**YOUR GOAL:** Please give the data again exactly, with no line dropped.
□ □ □
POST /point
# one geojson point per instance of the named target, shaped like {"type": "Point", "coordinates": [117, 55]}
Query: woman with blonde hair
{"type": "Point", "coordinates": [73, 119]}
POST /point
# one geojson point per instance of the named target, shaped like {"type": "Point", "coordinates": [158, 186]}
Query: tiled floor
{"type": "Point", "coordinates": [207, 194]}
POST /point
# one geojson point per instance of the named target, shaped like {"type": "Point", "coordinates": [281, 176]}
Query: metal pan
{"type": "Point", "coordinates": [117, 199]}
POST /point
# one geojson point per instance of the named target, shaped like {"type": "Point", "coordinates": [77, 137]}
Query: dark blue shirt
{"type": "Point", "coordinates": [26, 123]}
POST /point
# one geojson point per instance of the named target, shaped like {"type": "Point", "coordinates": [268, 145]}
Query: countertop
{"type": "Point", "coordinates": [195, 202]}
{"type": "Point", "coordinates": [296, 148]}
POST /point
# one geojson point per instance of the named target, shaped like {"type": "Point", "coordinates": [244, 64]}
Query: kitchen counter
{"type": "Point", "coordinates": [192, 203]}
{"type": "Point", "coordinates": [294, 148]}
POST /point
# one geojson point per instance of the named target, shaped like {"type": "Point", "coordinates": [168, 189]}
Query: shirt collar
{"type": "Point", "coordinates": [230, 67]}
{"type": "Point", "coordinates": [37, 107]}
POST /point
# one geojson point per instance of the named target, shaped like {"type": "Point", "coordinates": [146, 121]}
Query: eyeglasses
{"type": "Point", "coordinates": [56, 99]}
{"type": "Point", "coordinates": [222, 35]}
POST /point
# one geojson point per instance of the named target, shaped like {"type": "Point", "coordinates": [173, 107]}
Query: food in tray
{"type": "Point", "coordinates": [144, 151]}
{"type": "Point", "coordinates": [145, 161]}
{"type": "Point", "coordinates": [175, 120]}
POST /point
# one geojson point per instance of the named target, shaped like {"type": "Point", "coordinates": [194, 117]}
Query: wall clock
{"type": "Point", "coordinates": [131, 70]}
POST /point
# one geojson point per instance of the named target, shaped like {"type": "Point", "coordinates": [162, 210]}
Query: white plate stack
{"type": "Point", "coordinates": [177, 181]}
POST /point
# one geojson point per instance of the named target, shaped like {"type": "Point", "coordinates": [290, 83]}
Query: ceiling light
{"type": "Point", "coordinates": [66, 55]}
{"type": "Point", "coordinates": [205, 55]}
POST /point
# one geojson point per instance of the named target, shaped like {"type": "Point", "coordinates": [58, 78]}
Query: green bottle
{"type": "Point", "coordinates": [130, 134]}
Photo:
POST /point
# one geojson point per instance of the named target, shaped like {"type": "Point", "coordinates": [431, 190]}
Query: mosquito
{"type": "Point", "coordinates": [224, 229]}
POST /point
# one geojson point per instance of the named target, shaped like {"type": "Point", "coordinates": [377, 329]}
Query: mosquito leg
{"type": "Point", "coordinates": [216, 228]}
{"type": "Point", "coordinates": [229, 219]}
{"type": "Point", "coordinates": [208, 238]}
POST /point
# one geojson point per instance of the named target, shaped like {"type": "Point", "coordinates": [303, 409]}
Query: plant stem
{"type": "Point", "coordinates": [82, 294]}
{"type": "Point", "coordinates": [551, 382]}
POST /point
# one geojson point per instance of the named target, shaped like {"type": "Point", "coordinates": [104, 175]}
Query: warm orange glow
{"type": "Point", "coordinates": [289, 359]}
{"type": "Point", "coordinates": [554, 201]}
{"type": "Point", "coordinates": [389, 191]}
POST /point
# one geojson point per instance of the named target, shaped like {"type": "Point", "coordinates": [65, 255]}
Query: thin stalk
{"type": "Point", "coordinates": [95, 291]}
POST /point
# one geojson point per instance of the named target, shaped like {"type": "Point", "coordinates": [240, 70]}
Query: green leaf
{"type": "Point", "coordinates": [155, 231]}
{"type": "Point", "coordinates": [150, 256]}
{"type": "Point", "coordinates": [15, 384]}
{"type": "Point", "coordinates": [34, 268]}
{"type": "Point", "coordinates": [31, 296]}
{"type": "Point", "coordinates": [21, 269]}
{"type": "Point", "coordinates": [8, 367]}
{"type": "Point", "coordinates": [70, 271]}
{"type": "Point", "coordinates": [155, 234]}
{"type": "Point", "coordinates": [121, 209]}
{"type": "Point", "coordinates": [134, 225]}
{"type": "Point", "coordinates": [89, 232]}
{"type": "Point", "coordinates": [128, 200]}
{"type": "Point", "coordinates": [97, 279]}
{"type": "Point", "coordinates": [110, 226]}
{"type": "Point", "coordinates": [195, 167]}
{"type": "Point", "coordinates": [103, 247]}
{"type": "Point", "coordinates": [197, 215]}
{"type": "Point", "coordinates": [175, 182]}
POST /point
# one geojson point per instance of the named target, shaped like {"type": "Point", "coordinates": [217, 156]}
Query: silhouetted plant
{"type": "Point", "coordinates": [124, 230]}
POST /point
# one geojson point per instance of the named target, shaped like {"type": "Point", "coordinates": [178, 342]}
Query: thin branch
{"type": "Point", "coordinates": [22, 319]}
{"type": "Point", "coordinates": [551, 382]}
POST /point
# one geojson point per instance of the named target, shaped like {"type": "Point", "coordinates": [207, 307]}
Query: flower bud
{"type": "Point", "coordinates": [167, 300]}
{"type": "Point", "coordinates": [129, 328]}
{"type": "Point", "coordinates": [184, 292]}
□ □ □
**EXERCISE ANSWER:**
POST /point
# one geojson point per instance of the named target, shaped like {"type": "Point", "coordinates": [117, 55]}
Query: woman with blonde hair
{"type": "Point", "coordinates": [73, 119]}
POST /point
# one geojson point per instance of the named target, shaped like {"type": "Point", "coordinates": [158, 186]}
Query: tiled floor
{"type": "Point", "coordinates": [207, 194]}
POST /point
# one geojson point per instance of the named target, shaped like {"type": "Point", "coordinates": [281, 176]}
Query: metal pan
{"type": "Point", "coordinates": [117, 199]}
POST /point
# one geojson point per instance of the named target, shaped like {"type": "Point", "coordinates": [77, 137]}
Query: dark blue shirt
{"type": "Point", "coordinates": [26, 123]}
POST /point
# one geojson point per instance of the named target, shaped like {"type": "Point", "coordinates": [268, 145]}
Query: countertop
{"type": "Point", "coordinates": [195, 202]}
{"type": "Point", "coordinates": [296, 148]}
POST /point
# one geojson point per instance of the named target, shaped like {"type": "Point", "coordinates": [244, 64]}
Query: kitchen counter
{"type": "Point", "coordinates": [192, 203]}
{"type": "Point", "coordinates": [294, 148]}
POST /point
# one geojson point per instance of the named target, shaped like {"type": "Point", "coordinates": [168, 189]}
Query: shirt collar
{"type": "Point", "coordinates": [230, 67]}
{"type": "Point", "coordinates": [37, 107]}
POST /point
# one geojson point per instance of the named target, shaped like {"type": "Point", "coordinates": [146, 121]}
Query: eyeglasses
{"type": "Point", "coordinates": [56, 99]}
{"type": "Point", "coordinates": [222, 35]}
POST /point
# one geojson point per instance of the named target, shaped like {"type": "Point", "coordinates": [173, 107]}
Query: food in tray
{"type": "Point", "coordinates": [144, 151]}
{"type": "Point", "coordinates": [145, 161]}
{"type": "Point", "coordinates": [175, 120]}
POST /point
# one geojson point per instance of the named target, shaped like {"type": "Point", "coordinates": [194, 117]}
Query: wall clock
{"type": "Point", "coordinates": [131, 70]}
POST /point
# one geojson point per instance of the named target, shaped like {"type": "Point", "coordinates": [162, 210]}
Query: white plate stack
{"type": "Point", "coordinates": [177, 181]}
POST /point
# one geojson point per instance of the named target, shaped like {"type": "Point", "coordinates": [290, 83]}
Query: ceiling light
{"type": "Point", "coordinates": [66, 55]}
{"type": "Point", "coordinates": [205, 55]}
POST /point
# one geojson point per instance of the named target, shaped like {"type": "Point", "coordinates": [58, 78]}
Query: green bottle
{"type": "Point", "coordinates": [130, 134]}
Photo:
POST /point
# one geojson point per instance of the named target, shaped like {"type": "Point", "coordinates": [431, 190]}
Query: mosquito
{"type": "Point", "coordinates": [224, 229]}
POST /point
# one geojson point per instance of the named target, shaped like {"type": "Point", "coordinates": [377, 329]}
Query: mosquito leg
{"type": "Point", "coordinates": [216, 228]}
{"type": "Point", "coordinates": [229, 219]}
{"type": "Point", "coordinates": [208, 238]}
POST /point
# one geojson point per instance of the named target, shaped like {"type": "Point", "coordinates": [303, 409]}
Query: plant stem
{"type": "Point", "coordinates": [82, 294]}
{"type": "Point", "coordinates": [551, 382]}
POST /point
# one geojson point per instance of the named target, shaped like {"type": "Point", "coordinates": [104, 175]}
Query: warm orange glow
{"type": "Point", "coordinates": [289, 359]}
{"type": "Point", "coordinates": [554, 201]}
{"type": "Point", "coordinates": [389, 191]}
POST /point
# one geojson point per instance of the named target, shaped like {"type": "Point", "coordinates": [65, 255]}
Query: thin stalk
{"type": "Point", "coordinates": [95, 291]}
POST /point
# one geojson point per instance of the named target, shaped like {"type": "Point", "coordinates": [240, 70]}
Query: green leaf
{"type": "Point", "coordinates": [155, 231]}
{"type": "Point", "coordinates": [150, 256]}
{"type": "Point", "coordinates": [15, 384]}
{"type": "Point", "coordinates": [34, 268]}
{"type": "Point", "coordinates": [31, 296]}
{"type": "Point", "coordinates": [21, 269]}
{"type": "Point", "coordinates": [8, 367]}
{"type": "Point", "coordinates": [70, 271]}
{"type": "Point", "coordinates": [155, 234]}
{"type": "Point", "coordinates": [121, 209]}
{"type": "Point", "coordinates": [134, 225]}
{"type": "Point", "coordinates": [89, 232]}
{"type": "Point", "coordinates": [128, 200]}
{"type": "Point", "coordinates": [97, 279]}
{"type": "Point", "coordinates": [110, 226]}
{"type": "Point", "coordinates": [195, 167]}
{"type": "Point", "coordinates": [103, 247]}
{"type": "Point", "coordinates": [197, 215]}
{"type": "Point", "coordinates": [175, 182]}
POST /point
# one geojson point per instance of the named target, shaped like {"type": "Point", "coordinates": [217, 156]}
Query: silhouetted plant
{"type": "Point", "coordinates": [124, 230]}
POST /point
# one geojson point per instance of the named target, shaped like {"type": "Point", "coordinates": [178, 342]}
Query: thin branch
{"type": "Point", "coordinates": [22, 319]}
{"type": "Point", "coordinates": [551, 382]}
POST /point
# one geojson point per instance of the named target, shaped like {"type": "Point", "coordinates": [207, 307]}
Query: flower bud
{"type": "Point", "coordinates": [167, 300]}
{"type": "Point", "coordinates": [129, 328]}
{"type": "Point", "coordinates": [184, 292]}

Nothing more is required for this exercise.